YOUR INSTRUCTIONS »
Transcribe the part of the William Masters biography starting with "- Born: William" and going on through "until the 1990s.", leaving every word and mark unchanged.

+++ PASSAGE FOR REVIEW +++

- Born: William Howell Masters December 27, 1915 Cleveland, Ohio, U.S.
- Died: February 16, 2001 (aged 85) Tucson, Arizona, U.S.
- Education: Lawrenceville School Hamilton College University of Rochester Medical Center
- Spouses: ; Elizabeth Ellis ​ ​(m. 1942; div. 1971)​ ; Virginia E. Johnson ​ ​(m. 1971; div. 1993)​ ; Geraldine B. Oliver ​(m. 1993)​
- Children: 2

= William Masters =

American gynecologist (1915–2001)

William Howell Masters (December 27, 1915 – February 16, 2001) was an American gynecologist and the senior member of the Masters and Johnson human sexuality research team. Along with his partner Virginia E. Johnson, he pioneered research into the nature of human sexual response and the diagnosis and treatment of sexual dysfunctions and disorders from 1957 until the 1990s.

+++ PROVIDED MATERIAL +++

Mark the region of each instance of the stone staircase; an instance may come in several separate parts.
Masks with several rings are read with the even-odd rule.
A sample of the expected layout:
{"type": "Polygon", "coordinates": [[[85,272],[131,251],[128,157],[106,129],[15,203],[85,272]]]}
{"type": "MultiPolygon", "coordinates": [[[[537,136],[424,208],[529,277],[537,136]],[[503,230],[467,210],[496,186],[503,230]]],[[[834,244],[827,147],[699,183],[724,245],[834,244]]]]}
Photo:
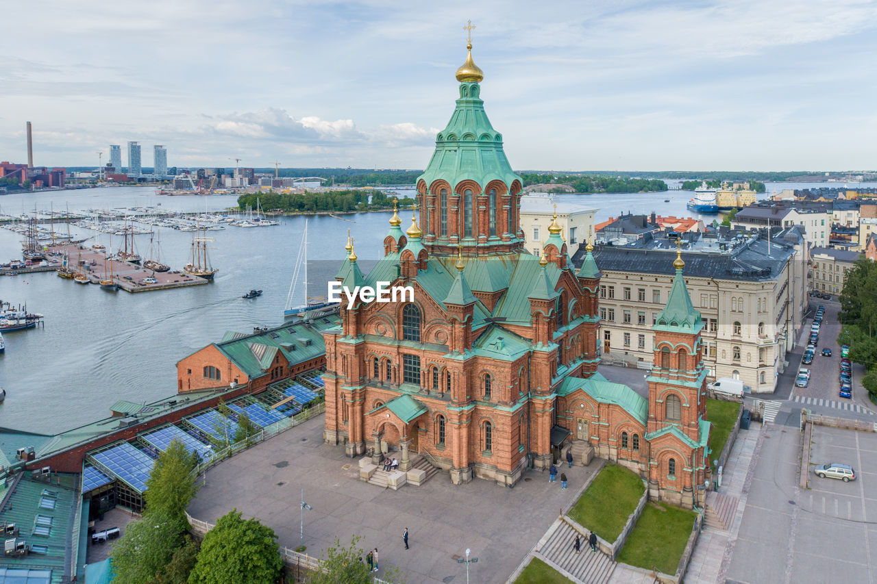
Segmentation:
{"type": "Polygon", "coordinates": [[[739,500],[730,495],[709,491],[707,493],[707,505],[704,509],[703,525],[715,530],[727,531],[734,521],[739,500]]]}
{"type": "Polygon", "coordinates": [[[574,576],[577,581],[606,584],[615,569],[615,562],[602,552],[591,552],[587,536],[581,533],[579,533],[581,537],[581,552],[576,553],[573,549],[576,533],[579,531],[572,525],[558,520],[555,522],[554,531],[545,538],[536,554],[574,576]]]}

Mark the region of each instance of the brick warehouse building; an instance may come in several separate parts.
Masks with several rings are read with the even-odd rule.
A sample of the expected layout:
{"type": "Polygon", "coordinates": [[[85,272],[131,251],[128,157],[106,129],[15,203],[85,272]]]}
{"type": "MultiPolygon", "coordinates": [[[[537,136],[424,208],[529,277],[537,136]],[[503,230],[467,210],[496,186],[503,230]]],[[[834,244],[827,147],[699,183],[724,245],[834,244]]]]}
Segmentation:
{"type": "Polygon", "coordinates": [[[541,257],[524,248],[522,182],[480,98],[481,69],[458,69],[460,98],[417,179],[406,231],[395,213],[384,257],[364,274],[353,244],[336,279],[388,281],[414,300],[358,302],[324,331],[325,431],[350,456],[424,452],[454,484],[511,486],[573,443],[633,468],[654,498],[702,505],[709,449],[700,313],[677,259],[653,327],[648,399],[597,373],[601,274],[588,246],[570,262],[556,220],[541,257]],[[696,495],[695,495],[696,494],[696,495]]]}

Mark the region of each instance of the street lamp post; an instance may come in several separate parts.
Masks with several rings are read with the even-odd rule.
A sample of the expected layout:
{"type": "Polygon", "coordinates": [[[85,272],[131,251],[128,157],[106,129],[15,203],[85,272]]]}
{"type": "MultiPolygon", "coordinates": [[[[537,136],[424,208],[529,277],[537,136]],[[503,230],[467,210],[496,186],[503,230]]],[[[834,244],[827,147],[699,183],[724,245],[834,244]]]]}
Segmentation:
{"type": "Polygon", "coordinates": [[[469,584],[469,564],[475,564],[478,562],[478,558],[469,558],[469,554],[472,553],[472,550],[466,548],[466,559],[462,558],[457,559],[458,564],[466,564],[466,584],[469,584]]]}
{"type": "Polygon", "coordinates": [[[298,541],[299,547],[304,547],[304,509],[311,510],[313,507],[304,502],[304,489],[302,489],[302,535],[298,541]]]}

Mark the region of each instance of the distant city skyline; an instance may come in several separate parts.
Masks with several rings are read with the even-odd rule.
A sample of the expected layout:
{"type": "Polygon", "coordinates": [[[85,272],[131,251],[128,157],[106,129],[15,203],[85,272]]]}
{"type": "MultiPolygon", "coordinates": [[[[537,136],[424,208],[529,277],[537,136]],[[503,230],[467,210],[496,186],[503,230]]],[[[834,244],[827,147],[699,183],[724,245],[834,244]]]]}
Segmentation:
{"type": "Polygon", "coordinates": [[[41,42],[4,30],[0,160],[31,120],[36,165],[136,137],[178,167],[425,167],[471,18],[515,168],[877,166],[875,0],[139,7],[47,0],[41,42]]]}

+++

ANSWER TO THE PROBLEM »
- Born: William Howell Masters December 27, 1915 Cleveland, Ohio, U.S.
- Died: February 16, 2001 (aged 85) Tucson, Arizona, U.S.
- Education: Lawrenceville School Hamilton College University of Rochester Medical Center
- Spouses: ; Elizabeth Ellis ​ ​(m. 1942; div. 1971)​ ; Virginia E. Johnson ​ ​(m. 1971; div. 1993)​ ; Geraldine B. Oliver ​(m. 1993)​
- Children: 2

= William Masters =

American gynecologist (1915–2001)

William Howell Masters (December 27, 1915 – February 16, 2001) was an American gynecologist and the senior member of the Masters and Johnson human sexuality research team. Along with his partner Virginia E. Johnson, he pioneered research into the nature of human sexual response and the diagnosis and treatment of sexual dysfunctions and disorders from 1957 until the 1990s.